═════ PROVIDED RECORDS ═════

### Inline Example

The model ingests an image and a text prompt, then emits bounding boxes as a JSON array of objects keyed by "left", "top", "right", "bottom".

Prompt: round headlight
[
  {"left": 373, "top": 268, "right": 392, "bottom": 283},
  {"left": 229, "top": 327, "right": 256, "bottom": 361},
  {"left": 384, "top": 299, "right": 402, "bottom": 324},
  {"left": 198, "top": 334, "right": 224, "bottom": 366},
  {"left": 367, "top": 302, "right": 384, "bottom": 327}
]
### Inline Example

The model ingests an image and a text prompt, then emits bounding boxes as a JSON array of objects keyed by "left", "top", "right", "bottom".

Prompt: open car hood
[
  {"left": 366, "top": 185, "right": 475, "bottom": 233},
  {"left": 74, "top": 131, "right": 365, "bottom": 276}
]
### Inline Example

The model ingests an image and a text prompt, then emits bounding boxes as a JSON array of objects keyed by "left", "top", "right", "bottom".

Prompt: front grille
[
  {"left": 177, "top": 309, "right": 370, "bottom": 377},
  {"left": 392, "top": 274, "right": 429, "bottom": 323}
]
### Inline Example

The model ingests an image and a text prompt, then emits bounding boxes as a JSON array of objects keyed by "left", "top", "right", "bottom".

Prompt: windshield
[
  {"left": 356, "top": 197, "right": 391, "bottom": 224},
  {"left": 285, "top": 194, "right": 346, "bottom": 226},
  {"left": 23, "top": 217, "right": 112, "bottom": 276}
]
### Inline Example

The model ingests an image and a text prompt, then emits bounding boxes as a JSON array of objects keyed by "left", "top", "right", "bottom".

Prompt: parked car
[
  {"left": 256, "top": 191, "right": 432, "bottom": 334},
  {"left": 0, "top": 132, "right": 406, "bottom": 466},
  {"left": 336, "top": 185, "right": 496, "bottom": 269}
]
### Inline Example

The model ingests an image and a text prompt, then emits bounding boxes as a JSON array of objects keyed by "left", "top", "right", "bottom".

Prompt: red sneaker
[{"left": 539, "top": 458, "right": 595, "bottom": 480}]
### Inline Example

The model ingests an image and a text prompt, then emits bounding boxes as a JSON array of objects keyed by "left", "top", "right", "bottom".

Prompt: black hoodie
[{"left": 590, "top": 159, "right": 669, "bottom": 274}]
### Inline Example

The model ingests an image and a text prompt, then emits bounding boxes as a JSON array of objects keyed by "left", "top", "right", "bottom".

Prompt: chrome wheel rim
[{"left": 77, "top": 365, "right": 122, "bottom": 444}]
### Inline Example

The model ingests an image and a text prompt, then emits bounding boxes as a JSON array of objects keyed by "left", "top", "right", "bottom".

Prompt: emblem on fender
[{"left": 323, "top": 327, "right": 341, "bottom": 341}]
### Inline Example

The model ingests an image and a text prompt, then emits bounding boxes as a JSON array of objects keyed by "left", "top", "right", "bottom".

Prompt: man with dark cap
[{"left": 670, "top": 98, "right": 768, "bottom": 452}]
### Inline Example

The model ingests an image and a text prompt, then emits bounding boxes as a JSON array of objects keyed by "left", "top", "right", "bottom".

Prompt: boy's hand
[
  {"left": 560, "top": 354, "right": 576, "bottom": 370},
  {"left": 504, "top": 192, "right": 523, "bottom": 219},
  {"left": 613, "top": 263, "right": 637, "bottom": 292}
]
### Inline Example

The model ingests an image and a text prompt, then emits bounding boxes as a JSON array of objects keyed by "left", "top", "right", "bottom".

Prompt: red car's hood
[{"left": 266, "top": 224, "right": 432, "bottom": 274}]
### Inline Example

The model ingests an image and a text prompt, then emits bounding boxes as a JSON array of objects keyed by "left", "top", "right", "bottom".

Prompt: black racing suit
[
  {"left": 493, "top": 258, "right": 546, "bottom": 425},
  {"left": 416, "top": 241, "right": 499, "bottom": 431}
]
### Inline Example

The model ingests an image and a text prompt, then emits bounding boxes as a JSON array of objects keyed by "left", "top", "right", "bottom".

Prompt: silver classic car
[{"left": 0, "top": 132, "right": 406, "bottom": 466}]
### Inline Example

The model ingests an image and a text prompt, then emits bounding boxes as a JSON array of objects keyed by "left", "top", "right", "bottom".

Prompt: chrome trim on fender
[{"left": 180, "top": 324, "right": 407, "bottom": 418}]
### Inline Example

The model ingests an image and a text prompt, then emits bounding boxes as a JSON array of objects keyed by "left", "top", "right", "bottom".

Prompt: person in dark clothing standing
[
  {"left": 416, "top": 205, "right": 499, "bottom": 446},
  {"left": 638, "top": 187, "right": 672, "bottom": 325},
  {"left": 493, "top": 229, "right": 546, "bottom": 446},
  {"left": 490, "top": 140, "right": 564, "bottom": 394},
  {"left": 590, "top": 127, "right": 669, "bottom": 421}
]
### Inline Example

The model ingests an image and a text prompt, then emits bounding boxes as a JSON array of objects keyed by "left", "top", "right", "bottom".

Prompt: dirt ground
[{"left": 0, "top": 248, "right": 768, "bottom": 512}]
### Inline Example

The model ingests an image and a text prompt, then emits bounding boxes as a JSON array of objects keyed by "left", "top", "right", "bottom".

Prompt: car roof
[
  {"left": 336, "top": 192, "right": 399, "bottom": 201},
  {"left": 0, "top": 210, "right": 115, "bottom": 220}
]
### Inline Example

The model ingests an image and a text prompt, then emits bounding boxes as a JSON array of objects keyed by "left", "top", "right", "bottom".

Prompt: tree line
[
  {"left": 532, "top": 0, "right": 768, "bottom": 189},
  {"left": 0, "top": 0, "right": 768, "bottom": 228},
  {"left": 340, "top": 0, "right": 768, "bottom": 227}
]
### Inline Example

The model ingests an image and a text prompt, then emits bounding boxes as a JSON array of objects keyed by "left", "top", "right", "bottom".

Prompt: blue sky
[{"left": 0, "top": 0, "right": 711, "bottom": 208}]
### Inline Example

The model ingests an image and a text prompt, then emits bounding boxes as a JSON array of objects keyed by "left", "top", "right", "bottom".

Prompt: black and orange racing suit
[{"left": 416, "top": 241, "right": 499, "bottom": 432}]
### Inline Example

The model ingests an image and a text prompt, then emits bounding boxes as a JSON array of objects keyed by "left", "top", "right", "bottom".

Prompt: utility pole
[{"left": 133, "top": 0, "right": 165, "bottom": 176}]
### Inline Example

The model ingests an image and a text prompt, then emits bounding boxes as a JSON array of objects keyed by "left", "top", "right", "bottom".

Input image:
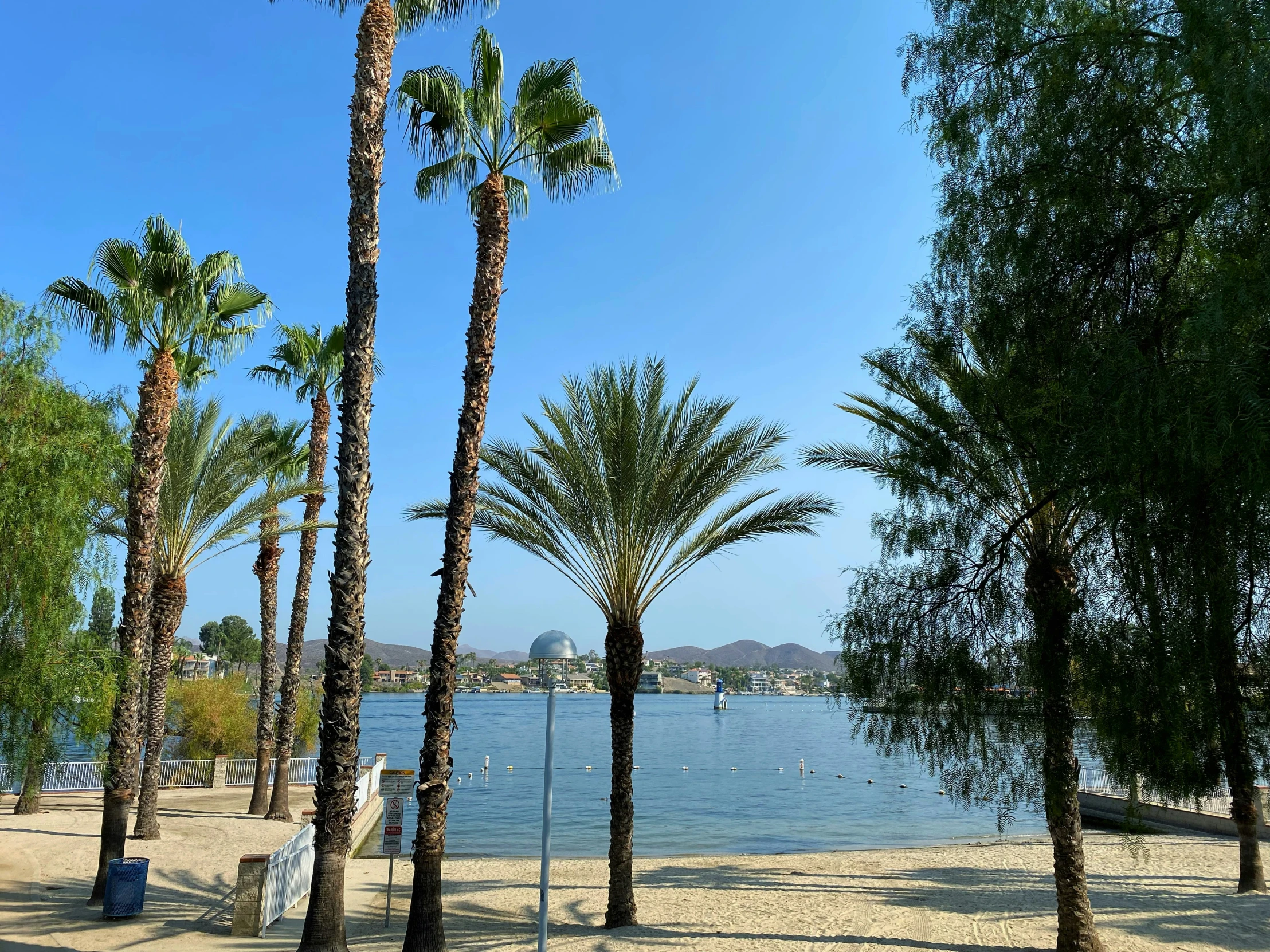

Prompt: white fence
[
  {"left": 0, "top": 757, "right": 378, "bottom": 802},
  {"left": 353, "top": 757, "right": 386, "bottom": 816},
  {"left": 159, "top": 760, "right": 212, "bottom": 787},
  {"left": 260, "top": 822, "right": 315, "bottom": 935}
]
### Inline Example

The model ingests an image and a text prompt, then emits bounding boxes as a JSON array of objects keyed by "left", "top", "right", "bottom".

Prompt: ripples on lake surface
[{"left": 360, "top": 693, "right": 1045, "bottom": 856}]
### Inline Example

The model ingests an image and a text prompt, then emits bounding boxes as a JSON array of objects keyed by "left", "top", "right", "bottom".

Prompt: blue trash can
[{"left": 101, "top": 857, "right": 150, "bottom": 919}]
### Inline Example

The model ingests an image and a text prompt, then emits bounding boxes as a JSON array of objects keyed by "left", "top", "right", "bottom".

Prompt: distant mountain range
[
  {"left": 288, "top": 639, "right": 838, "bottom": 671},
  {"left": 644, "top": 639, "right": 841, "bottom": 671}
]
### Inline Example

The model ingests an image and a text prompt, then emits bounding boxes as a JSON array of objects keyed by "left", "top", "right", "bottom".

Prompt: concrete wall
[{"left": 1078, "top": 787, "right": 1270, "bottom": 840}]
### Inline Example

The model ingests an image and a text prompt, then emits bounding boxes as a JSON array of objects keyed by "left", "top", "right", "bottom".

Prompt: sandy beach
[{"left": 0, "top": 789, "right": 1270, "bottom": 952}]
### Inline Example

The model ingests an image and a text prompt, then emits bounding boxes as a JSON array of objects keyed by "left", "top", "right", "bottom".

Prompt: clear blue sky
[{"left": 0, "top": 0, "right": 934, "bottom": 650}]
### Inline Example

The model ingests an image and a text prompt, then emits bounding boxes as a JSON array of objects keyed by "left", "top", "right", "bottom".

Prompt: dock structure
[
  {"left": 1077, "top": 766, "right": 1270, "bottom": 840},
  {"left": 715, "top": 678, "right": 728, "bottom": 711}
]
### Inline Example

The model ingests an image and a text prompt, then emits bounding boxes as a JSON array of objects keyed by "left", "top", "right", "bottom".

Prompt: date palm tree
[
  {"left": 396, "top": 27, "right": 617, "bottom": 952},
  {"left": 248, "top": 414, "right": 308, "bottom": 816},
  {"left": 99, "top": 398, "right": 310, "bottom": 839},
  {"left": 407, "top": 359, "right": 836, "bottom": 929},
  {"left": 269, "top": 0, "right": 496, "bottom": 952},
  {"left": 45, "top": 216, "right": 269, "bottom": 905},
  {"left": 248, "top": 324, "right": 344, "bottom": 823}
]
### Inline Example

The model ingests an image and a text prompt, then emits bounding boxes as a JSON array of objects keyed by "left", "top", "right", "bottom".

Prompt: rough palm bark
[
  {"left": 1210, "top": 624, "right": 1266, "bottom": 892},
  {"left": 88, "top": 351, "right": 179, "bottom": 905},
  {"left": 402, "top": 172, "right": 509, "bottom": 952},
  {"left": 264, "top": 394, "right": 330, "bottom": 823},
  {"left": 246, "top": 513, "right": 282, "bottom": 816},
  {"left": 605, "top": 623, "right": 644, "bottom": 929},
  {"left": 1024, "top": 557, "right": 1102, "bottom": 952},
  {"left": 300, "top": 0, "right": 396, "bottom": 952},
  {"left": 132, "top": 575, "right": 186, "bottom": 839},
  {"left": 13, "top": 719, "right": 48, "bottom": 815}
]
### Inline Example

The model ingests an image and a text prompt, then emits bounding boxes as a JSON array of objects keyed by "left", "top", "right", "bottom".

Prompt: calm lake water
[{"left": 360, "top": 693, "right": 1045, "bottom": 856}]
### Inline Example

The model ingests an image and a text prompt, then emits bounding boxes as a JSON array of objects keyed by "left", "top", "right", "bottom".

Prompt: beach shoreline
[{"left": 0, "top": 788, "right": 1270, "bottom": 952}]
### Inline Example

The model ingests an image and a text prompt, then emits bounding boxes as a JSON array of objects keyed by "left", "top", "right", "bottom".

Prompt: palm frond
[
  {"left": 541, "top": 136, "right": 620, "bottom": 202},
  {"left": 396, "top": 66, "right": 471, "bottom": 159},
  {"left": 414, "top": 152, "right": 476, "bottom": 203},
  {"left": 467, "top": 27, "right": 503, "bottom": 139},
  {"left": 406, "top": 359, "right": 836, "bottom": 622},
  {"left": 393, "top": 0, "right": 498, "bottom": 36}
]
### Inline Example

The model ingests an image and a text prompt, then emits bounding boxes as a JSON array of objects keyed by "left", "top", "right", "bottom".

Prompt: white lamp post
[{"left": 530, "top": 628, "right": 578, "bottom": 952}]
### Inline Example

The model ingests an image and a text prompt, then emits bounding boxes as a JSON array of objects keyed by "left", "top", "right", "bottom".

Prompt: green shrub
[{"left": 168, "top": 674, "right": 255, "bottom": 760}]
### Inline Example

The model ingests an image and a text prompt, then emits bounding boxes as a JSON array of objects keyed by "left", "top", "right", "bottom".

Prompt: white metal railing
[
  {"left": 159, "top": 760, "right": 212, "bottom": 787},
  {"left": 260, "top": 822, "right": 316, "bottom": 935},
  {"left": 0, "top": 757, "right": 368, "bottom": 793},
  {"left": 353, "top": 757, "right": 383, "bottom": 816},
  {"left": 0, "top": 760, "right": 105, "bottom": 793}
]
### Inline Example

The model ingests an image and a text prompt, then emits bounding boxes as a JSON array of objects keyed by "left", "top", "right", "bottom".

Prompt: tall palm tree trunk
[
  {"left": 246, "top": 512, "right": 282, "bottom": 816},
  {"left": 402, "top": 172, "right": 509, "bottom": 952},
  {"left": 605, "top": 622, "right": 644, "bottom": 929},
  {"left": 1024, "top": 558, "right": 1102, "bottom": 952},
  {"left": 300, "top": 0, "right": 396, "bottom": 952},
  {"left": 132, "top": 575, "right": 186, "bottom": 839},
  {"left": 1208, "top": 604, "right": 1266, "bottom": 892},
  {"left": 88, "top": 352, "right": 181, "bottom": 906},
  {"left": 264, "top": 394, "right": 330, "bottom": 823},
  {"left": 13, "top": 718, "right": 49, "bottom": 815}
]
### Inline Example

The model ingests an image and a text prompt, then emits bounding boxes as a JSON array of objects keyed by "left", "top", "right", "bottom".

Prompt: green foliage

═════

[BRIEF]: Extract every line of the data above that contains the word "dark", copying each one in full.

[SOLUTION TO THE PROBLEM]:
Prompt: man with dark cap
Prompt: person in dark clothing standing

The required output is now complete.